## DATA ROWS
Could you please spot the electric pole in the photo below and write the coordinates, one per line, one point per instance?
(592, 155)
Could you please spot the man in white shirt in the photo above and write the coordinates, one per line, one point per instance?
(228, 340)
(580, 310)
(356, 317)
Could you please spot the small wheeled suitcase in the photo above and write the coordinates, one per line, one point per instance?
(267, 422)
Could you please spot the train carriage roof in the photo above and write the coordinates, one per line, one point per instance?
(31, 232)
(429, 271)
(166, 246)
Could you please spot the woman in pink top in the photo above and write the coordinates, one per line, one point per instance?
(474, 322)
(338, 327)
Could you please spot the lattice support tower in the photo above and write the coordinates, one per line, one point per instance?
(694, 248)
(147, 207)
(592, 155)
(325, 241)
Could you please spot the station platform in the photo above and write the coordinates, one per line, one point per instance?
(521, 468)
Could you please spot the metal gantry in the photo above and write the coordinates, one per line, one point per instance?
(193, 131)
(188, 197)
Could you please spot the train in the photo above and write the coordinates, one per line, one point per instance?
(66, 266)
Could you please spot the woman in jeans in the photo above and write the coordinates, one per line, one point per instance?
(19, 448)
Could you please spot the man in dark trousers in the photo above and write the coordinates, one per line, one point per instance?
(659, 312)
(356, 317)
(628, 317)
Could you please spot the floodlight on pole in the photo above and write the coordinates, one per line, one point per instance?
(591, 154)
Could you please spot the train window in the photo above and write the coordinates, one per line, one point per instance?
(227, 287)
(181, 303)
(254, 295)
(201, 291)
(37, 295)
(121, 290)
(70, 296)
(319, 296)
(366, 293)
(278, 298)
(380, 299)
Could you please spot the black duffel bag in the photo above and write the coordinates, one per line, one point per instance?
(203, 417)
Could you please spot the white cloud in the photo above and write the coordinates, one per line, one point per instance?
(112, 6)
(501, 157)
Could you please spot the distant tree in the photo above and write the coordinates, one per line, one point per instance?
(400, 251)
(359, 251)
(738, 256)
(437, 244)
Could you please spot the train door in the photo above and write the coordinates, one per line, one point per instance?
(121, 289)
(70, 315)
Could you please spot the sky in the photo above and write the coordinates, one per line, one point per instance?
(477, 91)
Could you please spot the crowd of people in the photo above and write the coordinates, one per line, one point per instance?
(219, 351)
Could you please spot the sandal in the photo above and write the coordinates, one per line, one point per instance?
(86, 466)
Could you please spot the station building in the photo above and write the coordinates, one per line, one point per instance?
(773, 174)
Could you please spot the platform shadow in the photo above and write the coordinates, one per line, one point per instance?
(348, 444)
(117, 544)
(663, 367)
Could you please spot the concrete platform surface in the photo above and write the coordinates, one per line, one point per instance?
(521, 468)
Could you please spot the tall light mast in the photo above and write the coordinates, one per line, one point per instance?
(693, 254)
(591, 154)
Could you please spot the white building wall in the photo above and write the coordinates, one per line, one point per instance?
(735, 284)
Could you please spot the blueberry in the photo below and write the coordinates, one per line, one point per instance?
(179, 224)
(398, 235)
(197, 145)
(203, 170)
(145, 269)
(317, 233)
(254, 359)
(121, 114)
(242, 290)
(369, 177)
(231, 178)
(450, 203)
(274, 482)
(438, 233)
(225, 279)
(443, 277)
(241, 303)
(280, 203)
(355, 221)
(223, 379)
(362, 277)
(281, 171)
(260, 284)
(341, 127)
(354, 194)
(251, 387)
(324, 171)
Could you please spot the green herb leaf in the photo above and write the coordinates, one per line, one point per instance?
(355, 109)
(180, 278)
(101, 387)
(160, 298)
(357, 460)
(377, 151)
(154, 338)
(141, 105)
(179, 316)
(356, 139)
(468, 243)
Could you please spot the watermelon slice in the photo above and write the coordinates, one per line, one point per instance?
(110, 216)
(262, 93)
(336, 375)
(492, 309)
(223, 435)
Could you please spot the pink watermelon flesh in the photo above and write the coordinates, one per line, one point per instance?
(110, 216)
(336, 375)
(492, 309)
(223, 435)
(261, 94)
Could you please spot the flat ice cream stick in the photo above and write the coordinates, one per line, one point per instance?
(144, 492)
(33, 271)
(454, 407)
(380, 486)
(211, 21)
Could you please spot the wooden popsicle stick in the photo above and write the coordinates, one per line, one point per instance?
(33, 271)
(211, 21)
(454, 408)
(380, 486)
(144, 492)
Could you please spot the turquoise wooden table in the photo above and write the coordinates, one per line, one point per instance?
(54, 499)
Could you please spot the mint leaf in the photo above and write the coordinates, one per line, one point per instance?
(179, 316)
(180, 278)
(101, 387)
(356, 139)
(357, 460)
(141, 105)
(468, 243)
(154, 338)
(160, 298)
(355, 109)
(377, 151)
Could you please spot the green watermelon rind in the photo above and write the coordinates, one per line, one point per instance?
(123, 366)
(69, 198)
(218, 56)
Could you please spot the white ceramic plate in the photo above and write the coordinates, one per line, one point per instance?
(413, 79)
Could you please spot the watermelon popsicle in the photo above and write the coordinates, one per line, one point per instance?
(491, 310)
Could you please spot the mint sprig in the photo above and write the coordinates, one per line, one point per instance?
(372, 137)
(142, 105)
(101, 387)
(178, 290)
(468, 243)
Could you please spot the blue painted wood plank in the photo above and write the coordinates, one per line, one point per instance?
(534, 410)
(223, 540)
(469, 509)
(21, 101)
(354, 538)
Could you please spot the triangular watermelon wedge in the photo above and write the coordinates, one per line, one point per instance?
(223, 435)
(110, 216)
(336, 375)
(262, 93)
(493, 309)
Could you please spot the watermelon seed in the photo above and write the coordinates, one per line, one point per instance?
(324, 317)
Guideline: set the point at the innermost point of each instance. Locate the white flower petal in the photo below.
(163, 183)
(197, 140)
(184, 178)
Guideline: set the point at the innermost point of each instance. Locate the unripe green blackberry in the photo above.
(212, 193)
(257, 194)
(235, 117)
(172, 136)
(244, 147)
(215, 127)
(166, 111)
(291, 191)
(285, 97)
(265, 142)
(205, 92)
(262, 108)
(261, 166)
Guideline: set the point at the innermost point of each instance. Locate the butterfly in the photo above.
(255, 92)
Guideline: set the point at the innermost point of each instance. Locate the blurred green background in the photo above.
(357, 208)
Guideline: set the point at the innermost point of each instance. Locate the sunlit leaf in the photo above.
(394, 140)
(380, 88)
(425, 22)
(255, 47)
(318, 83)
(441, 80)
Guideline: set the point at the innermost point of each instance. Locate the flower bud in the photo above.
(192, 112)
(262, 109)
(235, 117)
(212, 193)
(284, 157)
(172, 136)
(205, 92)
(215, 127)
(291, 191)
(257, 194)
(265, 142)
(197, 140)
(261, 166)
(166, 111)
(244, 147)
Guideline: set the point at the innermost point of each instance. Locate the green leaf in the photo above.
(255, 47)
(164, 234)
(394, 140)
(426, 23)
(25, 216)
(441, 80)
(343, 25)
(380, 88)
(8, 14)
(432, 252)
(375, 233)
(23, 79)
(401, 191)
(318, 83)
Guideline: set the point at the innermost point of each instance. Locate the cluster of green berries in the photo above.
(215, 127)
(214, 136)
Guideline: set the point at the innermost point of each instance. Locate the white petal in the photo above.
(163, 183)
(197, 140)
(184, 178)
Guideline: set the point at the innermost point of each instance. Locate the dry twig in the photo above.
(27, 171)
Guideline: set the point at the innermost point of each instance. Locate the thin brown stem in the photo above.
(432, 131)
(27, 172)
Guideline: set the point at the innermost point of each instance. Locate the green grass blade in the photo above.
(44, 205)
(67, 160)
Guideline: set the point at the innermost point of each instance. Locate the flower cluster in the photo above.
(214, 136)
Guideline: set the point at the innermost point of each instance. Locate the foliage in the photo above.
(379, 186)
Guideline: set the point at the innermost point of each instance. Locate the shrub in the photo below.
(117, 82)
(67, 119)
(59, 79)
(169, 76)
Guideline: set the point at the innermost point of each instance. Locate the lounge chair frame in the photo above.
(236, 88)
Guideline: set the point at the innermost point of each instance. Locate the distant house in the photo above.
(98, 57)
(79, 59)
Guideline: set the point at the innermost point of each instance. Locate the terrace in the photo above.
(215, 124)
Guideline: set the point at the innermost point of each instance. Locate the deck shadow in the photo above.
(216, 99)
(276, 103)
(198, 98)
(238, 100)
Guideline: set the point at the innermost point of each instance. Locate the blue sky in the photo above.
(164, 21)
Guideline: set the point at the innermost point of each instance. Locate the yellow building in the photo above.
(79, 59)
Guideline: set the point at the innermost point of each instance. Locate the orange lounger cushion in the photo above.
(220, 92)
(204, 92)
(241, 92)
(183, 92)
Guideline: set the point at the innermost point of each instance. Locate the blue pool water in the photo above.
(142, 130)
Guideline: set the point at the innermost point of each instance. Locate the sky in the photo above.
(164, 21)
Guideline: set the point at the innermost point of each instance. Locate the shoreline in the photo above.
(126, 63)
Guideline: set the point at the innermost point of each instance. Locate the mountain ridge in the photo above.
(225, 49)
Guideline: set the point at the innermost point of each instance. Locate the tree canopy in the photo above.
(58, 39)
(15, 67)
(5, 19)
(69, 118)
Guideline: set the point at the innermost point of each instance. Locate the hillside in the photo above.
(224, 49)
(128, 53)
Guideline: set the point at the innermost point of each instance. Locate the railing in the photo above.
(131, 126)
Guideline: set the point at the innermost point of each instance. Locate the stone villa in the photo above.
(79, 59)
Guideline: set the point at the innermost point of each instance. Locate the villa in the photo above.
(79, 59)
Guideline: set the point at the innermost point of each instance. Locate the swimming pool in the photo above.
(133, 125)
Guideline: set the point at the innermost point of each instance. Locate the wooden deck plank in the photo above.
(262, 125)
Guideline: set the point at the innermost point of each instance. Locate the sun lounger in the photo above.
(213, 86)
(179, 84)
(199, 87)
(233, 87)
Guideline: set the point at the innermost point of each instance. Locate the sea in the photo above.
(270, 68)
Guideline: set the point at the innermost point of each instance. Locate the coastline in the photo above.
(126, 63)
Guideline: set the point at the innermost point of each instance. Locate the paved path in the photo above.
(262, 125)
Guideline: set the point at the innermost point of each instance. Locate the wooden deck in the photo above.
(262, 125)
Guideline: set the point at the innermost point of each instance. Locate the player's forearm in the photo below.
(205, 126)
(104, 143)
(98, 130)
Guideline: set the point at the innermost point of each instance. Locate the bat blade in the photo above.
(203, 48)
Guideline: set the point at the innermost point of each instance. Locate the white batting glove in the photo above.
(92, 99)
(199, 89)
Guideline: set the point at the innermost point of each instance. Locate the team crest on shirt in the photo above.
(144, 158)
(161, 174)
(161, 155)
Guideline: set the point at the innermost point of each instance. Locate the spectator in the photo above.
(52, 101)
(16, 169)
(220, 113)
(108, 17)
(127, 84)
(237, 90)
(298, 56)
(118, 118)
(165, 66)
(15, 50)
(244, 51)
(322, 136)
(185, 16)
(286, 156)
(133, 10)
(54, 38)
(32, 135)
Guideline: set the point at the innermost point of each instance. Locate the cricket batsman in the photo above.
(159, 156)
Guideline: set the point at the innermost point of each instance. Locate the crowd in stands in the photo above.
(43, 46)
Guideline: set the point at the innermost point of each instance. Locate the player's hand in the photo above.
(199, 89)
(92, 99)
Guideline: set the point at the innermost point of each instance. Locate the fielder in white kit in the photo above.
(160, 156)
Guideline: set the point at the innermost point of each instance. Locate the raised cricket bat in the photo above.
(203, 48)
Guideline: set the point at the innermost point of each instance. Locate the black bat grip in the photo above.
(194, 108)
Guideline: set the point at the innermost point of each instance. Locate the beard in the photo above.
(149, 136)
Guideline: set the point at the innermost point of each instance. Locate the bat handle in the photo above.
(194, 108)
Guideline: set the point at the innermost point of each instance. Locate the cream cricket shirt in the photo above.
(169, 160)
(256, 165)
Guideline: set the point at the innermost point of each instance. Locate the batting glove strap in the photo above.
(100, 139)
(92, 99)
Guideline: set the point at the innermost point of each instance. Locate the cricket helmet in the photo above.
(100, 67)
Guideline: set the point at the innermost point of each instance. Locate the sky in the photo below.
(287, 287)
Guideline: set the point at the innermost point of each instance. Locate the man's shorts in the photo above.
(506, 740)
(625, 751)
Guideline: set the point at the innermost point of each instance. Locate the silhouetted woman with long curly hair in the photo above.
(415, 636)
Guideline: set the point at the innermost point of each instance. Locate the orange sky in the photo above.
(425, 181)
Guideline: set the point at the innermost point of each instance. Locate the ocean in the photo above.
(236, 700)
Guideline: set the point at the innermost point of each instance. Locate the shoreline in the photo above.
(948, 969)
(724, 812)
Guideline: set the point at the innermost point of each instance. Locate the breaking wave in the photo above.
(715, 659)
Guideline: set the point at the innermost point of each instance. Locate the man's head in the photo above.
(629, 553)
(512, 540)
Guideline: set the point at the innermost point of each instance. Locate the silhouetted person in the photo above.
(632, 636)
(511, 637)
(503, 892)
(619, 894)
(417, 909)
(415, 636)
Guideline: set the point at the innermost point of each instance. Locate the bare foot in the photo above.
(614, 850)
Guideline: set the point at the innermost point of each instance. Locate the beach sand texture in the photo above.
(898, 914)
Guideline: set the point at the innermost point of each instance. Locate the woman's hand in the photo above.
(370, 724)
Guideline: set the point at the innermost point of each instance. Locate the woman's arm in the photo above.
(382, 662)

## WORK TO DO
Reproduce exactly the line containing "orange sky in the photo above." and every line after it through the end of the records above, and nothing else.

## WRITTEN ANSWER
Guideline: set the point at the innermost point of each instance. Locate the orange sky in the photo above.
(425, 181)
Guideline: set the point at the innermost point of each instance. Locate the ocean in the photo above.
(236, 700)
Guideline: set the point at the innermost point of each instance. Locate the shoreline in the photo above.
(948, 969)
(724, 812)
Guideline: set the point at the innermost point of each instance. Locate the breaking wave in the photo above.
(715, 659)
Guideline: set the point at the innermost point of each instance. Locate the man's head in the photo above.
(629, 553)
(512, 540)
Guideline: set the point at the innermost point of each instance. Locate the silhouetted person in the photo above.
(632, 636)
(511, 637)
(503, 892)
(619, 894)
(417, 909)
(415, 636)
Guideline: set the point at the innermost point of each instance. Locate the bare foot in the photo above.
(614, 850)
Guideline: set the point at the innermost point of each instance. Locate the beach sand texture in the photo above.
(898, 914)
Guideline: set the point at the innermost point of each instance. Locate the woman's hand in the photo above.
(370, 724)
Guideline: set the point at the innermost point of each instance. Locate the woman's arm in the photo above.
(382, 662)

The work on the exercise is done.